Items from a data source:
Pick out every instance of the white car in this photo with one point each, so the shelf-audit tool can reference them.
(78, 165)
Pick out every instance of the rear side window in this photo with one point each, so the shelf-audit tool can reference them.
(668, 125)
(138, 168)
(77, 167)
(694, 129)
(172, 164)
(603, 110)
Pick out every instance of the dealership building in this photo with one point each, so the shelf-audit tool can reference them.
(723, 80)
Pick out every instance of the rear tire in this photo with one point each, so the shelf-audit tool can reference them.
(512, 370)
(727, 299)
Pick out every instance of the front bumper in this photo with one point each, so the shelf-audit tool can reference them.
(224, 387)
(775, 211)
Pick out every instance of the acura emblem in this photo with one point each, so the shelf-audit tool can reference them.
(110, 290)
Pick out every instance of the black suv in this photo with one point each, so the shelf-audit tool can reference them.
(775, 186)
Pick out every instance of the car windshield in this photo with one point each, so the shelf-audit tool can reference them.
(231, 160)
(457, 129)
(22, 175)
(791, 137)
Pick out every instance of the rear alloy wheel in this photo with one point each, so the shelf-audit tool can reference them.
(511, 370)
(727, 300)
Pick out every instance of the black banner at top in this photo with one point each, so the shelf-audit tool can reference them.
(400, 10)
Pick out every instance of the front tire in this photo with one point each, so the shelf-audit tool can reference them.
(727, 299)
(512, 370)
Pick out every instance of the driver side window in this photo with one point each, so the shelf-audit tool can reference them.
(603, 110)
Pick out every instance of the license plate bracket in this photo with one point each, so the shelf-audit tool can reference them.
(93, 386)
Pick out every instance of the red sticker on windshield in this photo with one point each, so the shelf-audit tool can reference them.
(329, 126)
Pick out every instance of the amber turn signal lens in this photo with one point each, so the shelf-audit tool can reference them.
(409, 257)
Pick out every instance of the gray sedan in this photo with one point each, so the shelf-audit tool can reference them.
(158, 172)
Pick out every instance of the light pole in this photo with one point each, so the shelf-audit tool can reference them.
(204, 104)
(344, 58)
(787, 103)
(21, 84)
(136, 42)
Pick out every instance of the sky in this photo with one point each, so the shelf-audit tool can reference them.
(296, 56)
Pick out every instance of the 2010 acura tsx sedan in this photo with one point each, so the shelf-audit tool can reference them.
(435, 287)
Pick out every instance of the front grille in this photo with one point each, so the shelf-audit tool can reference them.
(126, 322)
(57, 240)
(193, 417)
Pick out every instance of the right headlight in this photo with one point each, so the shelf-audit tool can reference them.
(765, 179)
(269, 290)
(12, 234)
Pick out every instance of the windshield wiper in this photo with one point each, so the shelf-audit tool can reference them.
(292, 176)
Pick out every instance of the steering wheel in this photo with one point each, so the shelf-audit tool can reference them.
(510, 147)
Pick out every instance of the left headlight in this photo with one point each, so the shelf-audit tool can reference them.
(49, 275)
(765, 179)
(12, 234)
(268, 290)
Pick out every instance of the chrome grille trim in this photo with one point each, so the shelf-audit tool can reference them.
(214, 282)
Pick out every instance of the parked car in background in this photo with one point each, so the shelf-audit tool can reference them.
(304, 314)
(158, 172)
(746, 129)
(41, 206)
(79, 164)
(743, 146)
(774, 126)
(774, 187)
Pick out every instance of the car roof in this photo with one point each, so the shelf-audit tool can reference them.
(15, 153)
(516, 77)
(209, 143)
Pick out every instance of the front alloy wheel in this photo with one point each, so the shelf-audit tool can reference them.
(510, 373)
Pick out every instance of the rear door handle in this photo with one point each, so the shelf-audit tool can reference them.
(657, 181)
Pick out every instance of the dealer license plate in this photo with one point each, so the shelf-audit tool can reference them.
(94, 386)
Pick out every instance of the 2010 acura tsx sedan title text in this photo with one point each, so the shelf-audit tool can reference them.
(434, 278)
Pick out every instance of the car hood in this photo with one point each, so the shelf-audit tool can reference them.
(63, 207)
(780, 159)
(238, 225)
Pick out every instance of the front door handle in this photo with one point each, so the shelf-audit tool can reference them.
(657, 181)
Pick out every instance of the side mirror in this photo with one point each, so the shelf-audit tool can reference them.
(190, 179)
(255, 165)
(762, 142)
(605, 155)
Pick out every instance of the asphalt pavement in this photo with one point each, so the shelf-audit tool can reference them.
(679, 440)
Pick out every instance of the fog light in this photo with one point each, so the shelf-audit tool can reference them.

▶ What the task asks
The records above are to be written out again word for word.

▶ Written solution
Pick out every instance of the white car in this photo with one point each, so the shelf-audit tool can reference them.
(78, 165)
Pick out every instance of the rear side window in this photo with one point each, so the shelf-audit tool can reference them.
(668, 125)
(138, 168)
(77, 167)
(694, 129)
(172, 164)
(603, 110)
Pick out every instance of the dealership building in this photo with one point each, so the shelf-audit tool can reference them.
(723, 80)
Pick out every instance of the rear tire in this photo with one point each, so the shelf-audit tool can reference them.
(512, 370)
(727, 299)
Pick out every instance of the front bumper in this photo with one point each, so the shelf-audit tool can reference them.
(224, 387)
(775, 211)
Pick out every instance of the acura emblem in this photo with one point each, so the shelf-audit tool can reference them.
(110, 290)
Pick out every instance of the black suv in this photo with one point each, so the shelf-audit tool can reference them.
(775, 186)
Pick out every instance of the car windshield in this photo with one point each, so the shelf-audit tool can reference them.
(231, 160)
(457, 129)
(22, 175)
(791, 137)
Pick out every instance of the rear alloy wheel in this photo with one point each, so the shelf-audit tool can reference them.
(511, 370)
(727, 300)
Pick out every instance of the black banner at top in this photo with one point each, so the shelf-audit tool can reference them.
(400, 10)
Pick out every instance of the front tire in this photo with one point each, so the shelf-audit tool can reference them.
(727, 299)
(512, 370)
Pick out every instance of the driver side window in this photo with one point each, so the shelf-audit tool can reference them.
(603, 110)
Pick out every instance of the license plate bracket in this photo with one point each, so the shelf-audit tool can reference them.
(93, 386)
Pick out every instance of the red sticker on windshield in this photo with one point each, so the shelf-audit tool can reference them.
(329, 126)
Pick out every instance of the amber turn signal lens in this photo with one point each, so the shelf-audit tool can reference them.
(409, 257)
Pick out every instance of the gray sedan in this photo with one point each, so the shelf-audit tool can reference them.
(158, 172)
Pick out every instance of the light pole in this photo with one point each, so the shelf-audit tool can reference them.
(204, 104)
(344, 58)
(787, 103)
(21, 84)
(136, 42)
Pick out every instance of the sky in this photo with one point each, so the shelf-audit tool can reference them.
(296, 56)
Pick out every instance of the 2010 acura tsx sedan in this photo with one point each, so the shelf-audit tool can reference them.
(435, 287)
Pick out every instance of the front grille in this photo with one point each, so the shelf-audit tool can reference them.
(126, 322)
(57, 240)
(193, 417)
Pick out every instance of the right headlight in this photo with one point each, so the shelf-audit tool can reference them.
(765, 179)
(269, 290)
(12, 234)
Pick out every instance of the windshield wiper in this photo with one point each, so the shelf-audit tool can reference them.
(292, 176)
Pick out every instance of the steering wheel in this photo with one point each, so the shelf-audit tool can reference them.
(510, 147)
Pick out every instance of the left headlight in this photo with one point each, so the shelf-audit tool can reference them.
(49, 275)
(765, 179)
(12, 234)
(268, 290)
Pick out every instance of the chrome grille trim in this photo with one point each, so the shelf-audit tool can reference them.
(214, 282)
Pick out every instance of the parked car in background in this photo with one point each, so the shelf-audit tool can reference them.
(304, 314)
(158, 172)
(746, 129)
(41, 206)
(79, 164)
(743, 146)
(774, 126)
(774, 187)
Pick out every instance of the car roof in this photo with one point each, so the shelf-audit tool can reference them.
(15, 153)
(516, 77)
(209, 143)
Pick out every instance of the front alloy wheel in this photo with one point each, so the shelf-audit tool can reference them.
(510, 373)
Pick out every instance of the rear door handle in this photo with one point each, so the shelf-audit tool can reference them.
(657, 181)
Pick out every instance of the dealer license plate in this photo with one point each, so the shelf-audit tool can reference them.
(94, 386)
Pick out every instance of the 2010 acura tsx sedan title text in this photo with one point each, so the shelf-audit tool can reference them.
(434, 278)
Pick out every instance of the car hood in this photo with one point each, so the shelf-audit tool can reference them.
(63, 207)
(780, 159)
(238, 225)
Pick out every instance of the front door handle in this photo with one point each, so the shelf-audit tool can reference them.
(657, 181)
Pick out every instance of the side mirror in this photo with one point each, so the shelf-audit tool can reference them.
(190, 179)
(255, 165)
(762, 142)
(605, 155)
Pick out every instance of the asphalt pavement in this photo with one point each, so the shelf-audit tool can reference them.
(679, 440)
Pick out every instance of the fog light in this photo with one point each, so the shelf-audit tool can reference them.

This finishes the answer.